> **Task objective**: Return every line of the entries below that contains the word "target". Case counts.

> **Provided material**:
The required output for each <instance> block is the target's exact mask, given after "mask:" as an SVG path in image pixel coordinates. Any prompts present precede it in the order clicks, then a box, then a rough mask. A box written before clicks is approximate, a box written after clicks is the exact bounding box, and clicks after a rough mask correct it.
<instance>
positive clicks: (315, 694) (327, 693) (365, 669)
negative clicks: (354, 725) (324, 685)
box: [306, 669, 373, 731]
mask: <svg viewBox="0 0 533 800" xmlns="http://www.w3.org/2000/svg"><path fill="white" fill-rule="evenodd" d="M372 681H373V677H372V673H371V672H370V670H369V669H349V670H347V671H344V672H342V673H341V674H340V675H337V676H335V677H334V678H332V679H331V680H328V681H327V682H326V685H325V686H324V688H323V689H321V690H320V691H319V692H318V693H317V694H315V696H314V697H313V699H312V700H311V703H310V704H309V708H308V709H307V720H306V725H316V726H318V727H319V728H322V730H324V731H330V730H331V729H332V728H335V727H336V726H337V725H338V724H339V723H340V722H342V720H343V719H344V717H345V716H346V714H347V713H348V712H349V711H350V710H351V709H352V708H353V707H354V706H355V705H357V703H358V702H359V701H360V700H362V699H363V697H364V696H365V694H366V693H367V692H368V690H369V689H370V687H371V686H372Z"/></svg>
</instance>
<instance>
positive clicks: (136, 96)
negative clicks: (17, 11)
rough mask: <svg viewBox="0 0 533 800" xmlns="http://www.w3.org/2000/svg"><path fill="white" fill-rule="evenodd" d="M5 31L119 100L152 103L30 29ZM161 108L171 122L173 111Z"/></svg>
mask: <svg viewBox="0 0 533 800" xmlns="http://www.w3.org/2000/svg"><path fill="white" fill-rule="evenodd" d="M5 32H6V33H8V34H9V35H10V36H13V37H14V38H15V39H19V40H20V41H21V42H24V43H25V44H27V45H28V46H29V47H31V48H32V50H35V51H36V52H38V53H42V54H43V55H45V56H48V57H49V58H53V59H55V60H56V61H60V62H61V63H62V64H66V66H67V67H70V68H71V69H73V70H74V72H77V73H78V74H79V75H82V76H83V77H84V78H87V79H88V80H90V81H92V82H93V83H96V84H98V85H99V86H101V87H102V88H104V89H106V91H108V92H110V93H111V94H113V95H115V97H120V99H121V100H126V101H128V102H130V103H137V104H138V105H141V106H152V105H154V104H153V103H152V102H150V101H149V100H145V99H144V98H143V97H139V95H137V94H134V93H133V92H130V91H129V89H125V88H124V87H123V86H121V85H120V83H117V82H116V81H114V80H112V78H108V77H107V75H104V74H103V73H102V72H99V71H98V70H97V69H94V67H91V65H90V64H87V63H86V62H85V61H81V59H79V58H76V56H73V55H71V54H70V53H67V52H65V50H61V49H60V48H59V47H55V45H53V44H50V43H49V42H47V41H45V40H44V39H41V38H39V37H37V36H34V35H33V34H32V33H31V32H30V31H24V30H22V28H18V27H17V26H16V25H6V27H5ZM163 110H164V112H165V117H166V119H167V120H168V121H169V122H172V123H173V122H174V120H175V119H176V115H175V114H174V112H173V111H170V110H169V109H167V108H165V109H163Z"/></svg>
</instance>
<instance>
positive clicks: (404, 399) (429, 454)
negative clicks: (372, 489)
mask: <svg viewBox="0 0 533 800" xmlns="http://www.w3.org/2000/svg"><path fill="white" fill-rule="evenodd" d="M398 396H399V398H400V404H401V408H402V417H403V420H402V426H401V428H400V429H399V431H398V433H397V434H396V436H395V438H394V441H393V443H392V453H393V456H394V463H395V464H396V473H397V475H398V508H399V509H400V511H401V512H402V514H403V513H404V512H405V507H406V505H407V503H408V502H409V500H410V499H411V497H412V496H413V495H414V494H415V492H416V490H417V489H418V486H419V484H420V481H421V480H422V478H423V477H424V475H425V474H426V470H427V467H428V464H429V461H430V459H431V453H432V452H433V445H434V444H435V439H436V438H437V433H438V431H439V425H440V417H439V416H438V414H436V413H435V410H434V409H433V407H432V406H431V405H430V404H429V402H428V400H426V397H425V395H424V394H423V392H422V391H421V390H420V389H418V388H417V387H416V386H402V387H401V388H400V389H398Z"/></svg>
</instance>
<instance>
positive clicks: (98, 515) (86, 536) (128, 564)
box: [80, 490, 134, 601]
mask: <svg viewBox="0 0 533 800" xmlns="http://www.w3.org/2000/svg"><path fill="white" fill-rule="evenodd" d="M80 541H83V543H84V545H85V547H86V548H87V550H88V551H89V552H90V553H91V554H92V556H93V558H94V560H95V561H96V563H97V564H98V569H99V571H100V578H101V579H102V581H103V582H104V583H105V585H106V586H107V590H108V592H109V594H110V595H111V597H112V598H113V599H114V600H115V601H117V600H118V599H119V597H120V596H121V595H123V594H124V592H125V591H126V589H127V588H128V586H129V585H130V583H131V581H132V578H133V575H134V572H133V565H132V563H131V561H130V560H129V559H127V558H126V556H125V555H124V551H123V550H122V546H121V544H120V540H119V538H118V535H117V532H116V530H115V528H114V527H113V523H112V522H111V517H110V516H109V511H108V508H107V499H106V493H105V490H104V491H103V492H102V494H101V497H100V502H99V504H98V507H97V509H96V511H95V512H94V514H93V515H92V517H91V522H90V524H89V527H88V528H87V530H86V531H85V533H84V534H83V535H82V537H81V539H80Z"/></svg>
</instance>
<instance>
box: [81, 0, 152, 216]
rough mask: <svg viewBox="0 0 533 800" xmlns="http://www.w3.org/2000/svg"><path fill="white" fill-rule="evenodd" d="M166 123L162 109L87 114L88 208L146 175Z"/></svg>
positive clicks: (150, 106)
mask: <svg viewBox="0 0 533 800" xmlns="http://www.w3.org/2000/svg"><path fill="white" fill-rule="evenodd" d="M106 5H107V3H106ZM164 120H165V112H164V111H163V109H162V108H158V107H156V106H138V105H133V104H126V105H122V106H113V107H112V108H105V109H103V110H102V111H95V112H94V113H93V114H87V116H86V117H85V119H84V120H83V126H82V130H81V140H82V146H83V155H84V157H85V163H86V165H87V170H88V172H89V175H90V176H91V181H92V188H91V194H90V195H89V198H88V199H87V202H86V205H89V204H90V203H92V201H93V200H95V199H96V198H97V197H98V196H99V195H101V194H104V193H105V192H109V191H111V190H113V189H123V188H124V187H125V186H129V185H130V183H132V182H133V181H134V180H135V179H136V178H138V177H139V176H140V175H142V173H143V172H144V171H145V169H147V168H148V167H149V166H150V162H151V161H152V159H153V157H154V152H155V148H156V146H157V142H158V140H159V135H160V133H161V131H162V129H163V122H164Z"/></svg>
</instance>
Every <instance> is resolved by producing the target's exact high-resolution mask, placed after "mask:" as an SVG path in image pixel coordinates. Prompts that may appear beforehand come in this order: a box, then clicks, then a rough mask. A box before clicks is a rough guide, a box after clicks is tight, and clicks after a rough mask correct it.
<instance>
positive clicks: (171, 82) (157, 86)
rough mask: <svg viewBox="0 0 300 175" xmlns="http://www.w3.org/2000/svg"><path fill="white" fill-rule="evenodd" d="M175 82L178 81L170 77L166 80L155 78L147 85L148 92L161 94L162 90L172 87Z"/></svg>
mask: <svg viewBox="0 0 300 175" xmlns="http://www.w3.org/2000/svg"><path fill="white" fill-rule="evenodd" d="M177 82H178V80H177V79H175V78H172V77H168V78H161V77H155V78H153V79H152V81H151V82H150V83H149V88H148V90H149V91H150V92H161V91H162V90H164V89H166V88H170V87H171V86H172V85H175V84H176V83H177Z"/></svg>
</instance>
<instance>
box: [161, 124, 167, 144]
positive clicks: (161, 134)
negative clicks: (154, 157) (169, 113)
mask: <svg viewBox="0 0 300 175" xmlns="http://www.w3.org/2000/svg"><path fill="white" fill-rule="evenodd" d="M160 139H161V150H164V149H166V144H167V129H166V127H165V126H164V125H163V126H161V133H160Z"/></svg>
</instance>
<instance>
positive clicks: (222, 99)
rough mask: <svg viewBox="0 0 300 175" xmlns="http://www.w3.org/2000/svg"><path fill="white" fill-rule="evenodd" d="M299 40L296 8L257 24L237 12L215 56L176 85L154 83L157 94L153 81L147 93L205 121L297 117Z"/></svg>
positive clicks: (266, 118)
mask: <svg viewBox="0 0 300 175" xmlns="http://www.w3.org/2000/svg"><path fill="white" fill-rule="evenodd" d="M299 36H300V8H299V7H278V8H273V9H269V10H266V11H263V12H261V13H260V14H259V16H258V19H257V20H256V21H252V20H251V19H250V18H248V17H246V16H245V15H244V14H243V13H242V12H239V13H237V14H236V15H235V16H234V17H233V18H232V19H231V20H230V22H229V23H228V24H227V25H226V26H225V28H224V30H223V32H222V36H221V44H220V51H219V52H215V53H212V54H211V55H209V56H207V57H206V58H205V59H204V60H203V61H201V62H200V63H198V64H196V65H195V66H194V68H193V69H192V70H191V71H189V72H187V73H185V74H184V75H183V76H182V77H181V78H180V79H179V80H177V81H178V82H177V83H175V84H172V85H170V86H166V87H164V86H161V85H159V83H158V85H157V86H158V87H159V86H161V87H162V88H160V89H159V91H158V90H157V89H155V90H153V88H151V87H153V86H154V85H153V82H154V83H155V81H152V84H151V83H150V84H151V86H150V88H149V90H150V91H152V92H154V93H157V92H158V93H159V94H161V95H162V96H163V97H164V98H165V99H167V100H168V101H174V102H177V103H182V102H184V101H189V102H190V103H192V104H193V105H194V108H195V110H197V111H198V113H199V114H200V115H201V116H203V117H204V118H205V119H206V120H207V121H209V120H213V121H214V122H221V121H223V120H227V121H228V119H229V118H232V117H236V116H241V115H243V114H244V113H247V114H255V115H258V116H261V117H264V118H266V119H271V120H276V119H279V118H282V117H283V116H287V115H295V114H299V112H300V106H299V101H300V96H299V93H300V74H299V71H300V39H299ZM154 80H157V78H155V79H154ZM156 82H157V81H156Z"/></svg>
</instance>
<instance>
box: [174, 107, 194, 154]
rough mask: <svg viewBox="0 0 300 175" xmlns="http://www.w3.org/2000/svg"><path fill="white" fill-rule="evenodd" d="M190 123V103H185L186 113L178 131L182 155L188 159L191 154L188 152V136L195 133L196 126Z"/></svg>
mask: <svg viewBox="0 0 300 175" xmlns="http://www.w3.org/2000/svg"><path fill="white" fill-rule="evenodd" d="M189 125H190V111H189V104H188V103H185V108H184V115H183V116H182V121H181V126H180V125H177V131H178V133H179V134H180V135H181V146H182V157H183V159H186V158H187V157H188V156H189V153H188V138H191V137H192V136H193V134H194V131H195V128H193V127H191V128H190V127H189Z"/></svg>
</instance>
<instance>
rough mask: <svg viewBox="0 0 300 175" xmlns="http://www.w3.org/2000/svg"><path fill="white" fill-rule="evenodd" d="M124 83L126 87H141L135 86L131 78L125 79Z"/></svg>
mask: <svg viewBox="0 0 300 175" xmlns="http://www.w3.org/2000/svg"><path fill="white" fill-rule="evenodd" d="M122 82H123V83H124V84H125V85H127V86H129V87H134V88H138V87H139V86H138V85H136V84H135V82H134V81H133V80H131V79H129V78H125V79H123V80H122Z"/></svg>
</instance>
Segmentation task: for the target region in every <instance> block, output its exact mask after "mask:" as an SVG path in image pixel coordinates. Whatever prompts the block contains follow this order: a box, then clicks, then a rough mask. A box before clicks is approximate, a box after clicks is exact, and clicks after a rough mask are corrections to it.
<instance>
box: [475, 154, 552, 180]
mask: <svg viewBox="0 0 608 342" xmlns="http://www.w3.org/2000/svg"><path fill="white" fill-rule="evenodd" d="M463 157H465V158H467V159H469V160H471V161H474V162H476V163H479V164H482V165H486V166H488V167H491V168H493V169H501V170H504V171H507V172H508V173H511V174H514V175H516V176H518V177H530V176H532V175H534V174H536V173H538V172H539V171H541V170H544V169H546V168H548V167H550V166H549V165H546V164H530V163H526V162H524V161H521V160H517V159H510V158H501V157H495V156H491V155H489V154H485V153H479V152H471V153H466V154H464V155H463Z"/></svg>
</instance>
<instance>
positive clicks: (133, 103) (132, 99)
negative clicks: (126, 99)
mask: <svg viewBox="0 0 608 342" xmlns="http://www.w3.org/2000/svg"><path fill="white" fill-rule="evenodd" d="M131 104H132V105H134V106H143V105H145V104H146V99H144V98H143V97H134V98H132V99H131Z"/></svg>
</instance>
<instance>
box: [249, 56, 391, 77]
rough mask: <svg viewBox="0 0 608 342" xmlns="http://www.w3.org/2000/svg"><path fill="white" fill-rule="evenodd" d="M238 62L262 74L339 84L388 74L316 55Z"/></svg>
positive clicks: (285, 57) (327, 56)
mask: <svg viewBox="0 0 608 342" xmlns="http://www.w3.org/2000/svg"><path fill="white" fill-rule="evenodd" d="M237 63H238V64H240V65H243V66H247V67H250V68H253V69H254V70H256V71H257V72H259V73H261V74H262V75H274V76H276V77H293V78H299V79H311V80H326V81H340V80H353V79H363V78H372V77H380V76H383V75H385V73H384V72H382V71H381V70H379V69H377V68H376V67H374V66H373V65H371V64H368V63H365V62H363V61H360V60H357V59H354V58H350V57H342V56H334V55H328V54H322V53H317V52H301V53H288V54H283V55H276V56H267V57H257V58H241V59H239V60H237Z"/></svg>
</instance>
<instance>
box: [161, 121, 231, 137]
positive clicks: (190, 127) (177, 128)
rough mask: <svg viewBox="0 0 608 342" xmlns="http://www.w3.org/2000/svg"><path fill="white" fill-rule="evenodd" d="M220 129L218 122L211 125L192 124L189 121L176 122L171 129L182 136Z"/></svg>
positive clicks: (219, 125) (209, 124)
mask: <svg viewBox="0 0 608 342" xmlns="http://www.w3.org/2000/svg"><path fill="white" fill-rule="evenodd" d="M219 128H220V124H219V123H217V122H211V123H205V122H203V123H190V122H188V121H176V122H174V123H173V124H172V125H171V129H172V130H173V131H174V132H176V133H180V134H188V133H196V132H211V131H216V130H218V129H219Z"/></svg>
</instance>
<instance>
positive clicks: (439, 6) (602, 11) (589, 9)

> **Result**:
The required output for each <instance> block is the target's exact mask, given after "mask:" as an SVG path in image pixel coordinates. Any prompts present precede it in the order clicks, then a box, then a rough mask. A box written before clicks is approximate, a box written after clicks is the exact bounding box, and clicks after a rough mask correct it.
Every <instance> is resolved by producing the target's exact high-resolution mask, placed after "mask:" as an SVG path in image pixel coordinates. Prompts that may appear beforehand come in this order: a box, then clicks, then a rough mask. A box before clicks is a rough guide, a box after clicks is tight, and clicks after a rough mask correct it.
Segmentation task: for the target region in every <instance> block, output its exact mask after "mask:" as an SVG path in image pixel coordinates. Whatever prompts the block contains follow this order: a box, then clicks, then a rough mask. A box before clicks is approximate, a box after clicks is exact, and clicks after a rough mask are corrections to it.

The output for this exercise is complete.